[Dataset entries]
○ ○ ○ ○ ○

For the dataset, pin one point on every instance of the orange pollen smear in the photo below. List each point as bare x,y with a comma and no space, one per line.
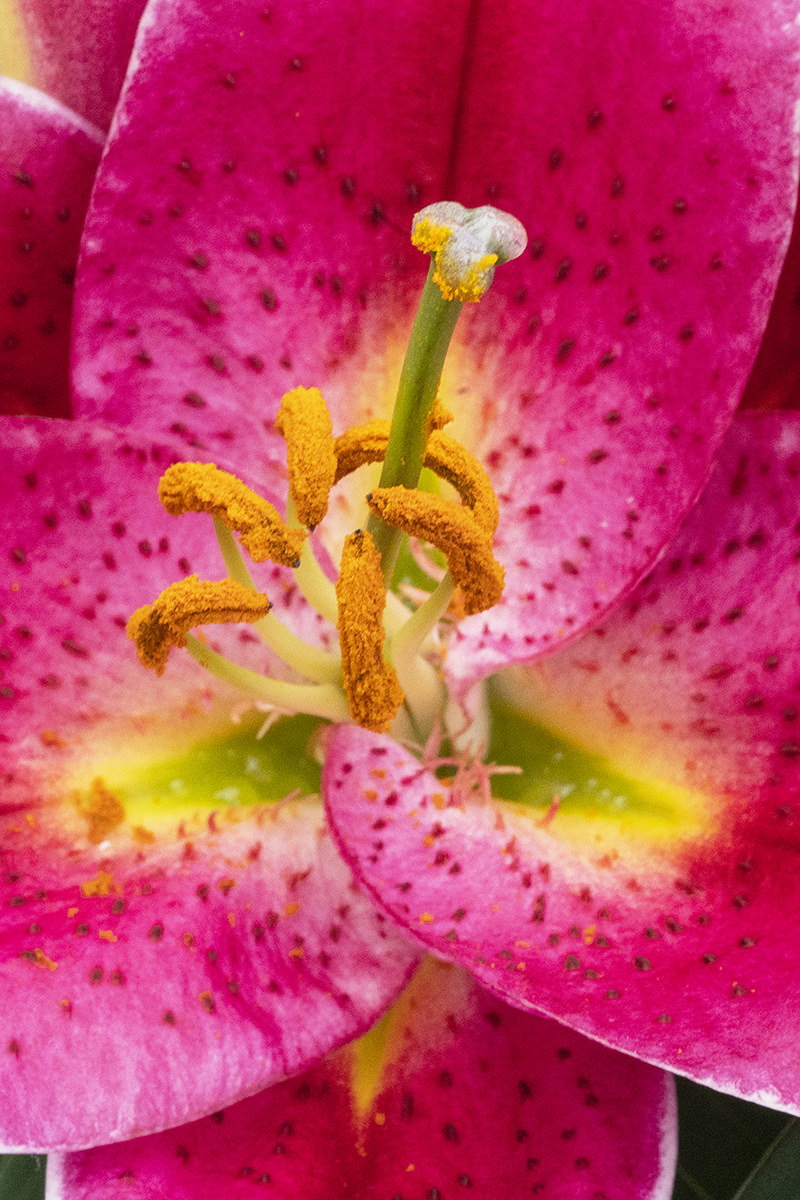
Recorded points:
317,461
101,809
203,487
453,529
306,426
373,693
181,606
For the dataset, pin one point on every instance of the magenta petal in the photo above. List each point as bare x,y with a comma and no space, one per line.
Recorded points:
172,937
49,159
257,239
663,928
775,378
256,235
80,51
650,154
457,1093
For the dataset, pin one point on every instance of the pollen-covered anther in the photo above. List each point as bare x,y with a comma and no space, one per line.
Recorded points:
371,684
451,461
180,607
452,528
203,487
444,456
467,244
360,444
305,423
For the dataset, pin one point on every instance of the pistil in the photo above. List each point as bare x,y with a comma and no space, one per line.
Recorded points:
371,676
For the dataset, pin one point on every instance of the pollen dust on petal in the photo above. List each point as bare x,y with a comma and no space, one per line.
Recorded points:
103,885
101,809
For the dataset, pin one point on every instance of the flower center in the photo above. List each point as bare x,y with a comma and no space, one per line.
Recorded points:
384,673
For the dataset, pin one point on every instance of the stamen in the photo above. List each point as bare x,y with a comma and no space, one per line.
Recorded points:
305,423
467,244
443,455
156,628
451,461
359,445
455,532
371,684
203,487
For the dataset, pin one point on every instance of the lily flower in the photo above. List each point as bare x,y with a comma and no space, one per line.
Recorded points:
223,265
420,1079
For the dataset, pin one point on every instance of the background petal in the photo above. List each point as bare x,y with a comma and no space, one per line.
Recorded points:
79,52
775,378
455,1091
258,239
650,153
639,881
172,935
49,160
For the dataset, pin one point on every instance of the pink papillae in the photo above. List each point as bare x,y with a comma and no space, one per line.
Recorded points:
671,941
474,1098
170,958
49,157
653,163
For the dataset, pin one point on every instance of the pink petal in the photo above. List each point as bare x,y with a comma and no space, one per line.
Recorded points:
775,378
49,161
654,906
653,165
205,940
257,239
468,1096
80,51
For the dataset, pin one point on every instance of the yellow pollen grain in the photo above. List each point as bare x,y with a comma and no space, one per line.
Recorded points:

○ ○ ○ ○ ○

Word for word, repeat the lines of data above, omitting every picture.

## SOLUTION FOR THIS TASK
For the dataset, pin one point on every instance of the orange pollen smear in the photo below. List each point as bare x,y with a comma and no space, one per line.
Recorded points:
317,461
101,809
203,487
453,529
306,426
373,693
181,606
For the dataset, pin one point on every instance of the magenta petal in the photo above. List each point as bare x,y with a comma and no space, one per line.
Recorded points:
172,937
49,159
257,239
663,928
775,378
256,235
80,51
650,154
457,1093
For the dataset, pin one point on every instance of the pollen-covered anther in the photo above. List each point as bare x,y with a comma and no space, one per line.
Recorded points:
371,684
451,461
180,607
452,528
203,487
444,456
467,244
360,444
305,423
For the dataset, pin one point on every instance of the pistil in the photo above. List each point as bare x,y with a comma and no space, one per line.
Recorded points:
371,676
For the dataset, pin one point on every instance of the pollen dust on petal in the photo above. List each point as bare x,y with a comma and no space, one per line.
Recorded points:
103,885
101,809
For the dataset, pin one point on every instance of the flower center in the photo above. List each point as bare x,y with a comma and no space, one per line.
Recorded points:
384,673
For the dataset, pin one point on every instance of the stamen in the photo above. List each point as bare x,y with a comma and no space, one per line.
Recorded points:
305,423
467,244
443,455
156,628
451,461
359,445
455,532
371,684
203,487
For the dataset, pin one point on every instance of the lily flower in the photo above. List each point as bare x,y with a comma and no space, one per line.
Recorded points:
223,265
420,1079
For the dataset, pin one point on every instance of the background petal in the photo above. List each point as bare x,y with a comma and no space, one per line.
Recorded points:
79,52
775,378
455,1091
258,239
650,153
639,881
172,935
49,160
For the dataset, pin one point on every instance of the pink papillae in the photo above. List each point as bare x,y with a comma and no space, one per line.
Recorded points:
671,941
474,1098
170,958
49,157
653,163
For the dataset, pin one point on every instance of the pink petal in the photo above. List each point as bare x,y with a comma and no space, one per line.
Recorded points:
775,378
49,161
654,906
653,165
205,940
257,239
468,1096
80,51
For the dataset, pin one point on every instance of the yellow pollen grain in the photo above. List each point as bare x,y with a comma and no space, one per line.
Recorded points:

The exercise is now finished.